▸ **MATERIAL TO PROCESS**
:::::
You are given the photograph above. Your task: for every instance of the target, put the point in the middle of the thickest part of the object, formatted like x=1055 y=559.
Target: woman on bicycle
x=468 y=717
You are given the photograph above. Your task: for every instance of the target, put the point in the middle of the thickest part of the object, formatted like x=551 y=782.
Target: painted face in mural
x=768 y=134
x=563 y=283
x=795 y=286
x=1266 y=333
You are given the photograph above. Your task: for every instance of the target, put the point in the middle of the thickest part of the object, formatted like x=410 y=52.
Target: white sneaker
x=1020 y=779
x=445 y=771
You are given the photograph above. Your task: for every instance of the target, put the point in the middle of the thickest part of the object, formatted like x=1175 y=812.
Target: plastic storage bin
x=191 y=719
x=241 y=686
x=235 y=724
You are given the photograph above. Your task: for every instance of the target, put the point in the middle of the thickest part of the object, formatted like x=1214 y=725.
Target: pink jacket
:::::
▸ **REQUIREMENT**
Reproduce only the lines running from the one that contains "like x=551 y=782." to the last line of the records.

▸ **FINISHED EXERCISE**
You are given the photograph above. Your task: for every instance of the target, put the point in the middle of the thickest part of the object, formatted like x=551 y=782.
Target: painted face in mural
x=768 y=134
x=563 y=283
x=795 y=286
x=1266 y=333
You are given the photograph above. Your task: for every instance of the target, put the point in the middle of the thickest part of the object, formatted like x=410 y=52.
Target: white sneaker
x=1020 y=779
x=445 y=771
You are given the photograph above. Your task: for every instance of the target, put the point in the middle of the thickest part of the object, formatted like x=1175 y=812.
Target: plastic storage bin
x=191 y=719
x=241 y=686
x=235 y=724
You are given the photograph above. Your task: for every instance of the target, put the point in the middle of the thickest part of the object, formatted like x=1214 y=725.
Target: pink jacket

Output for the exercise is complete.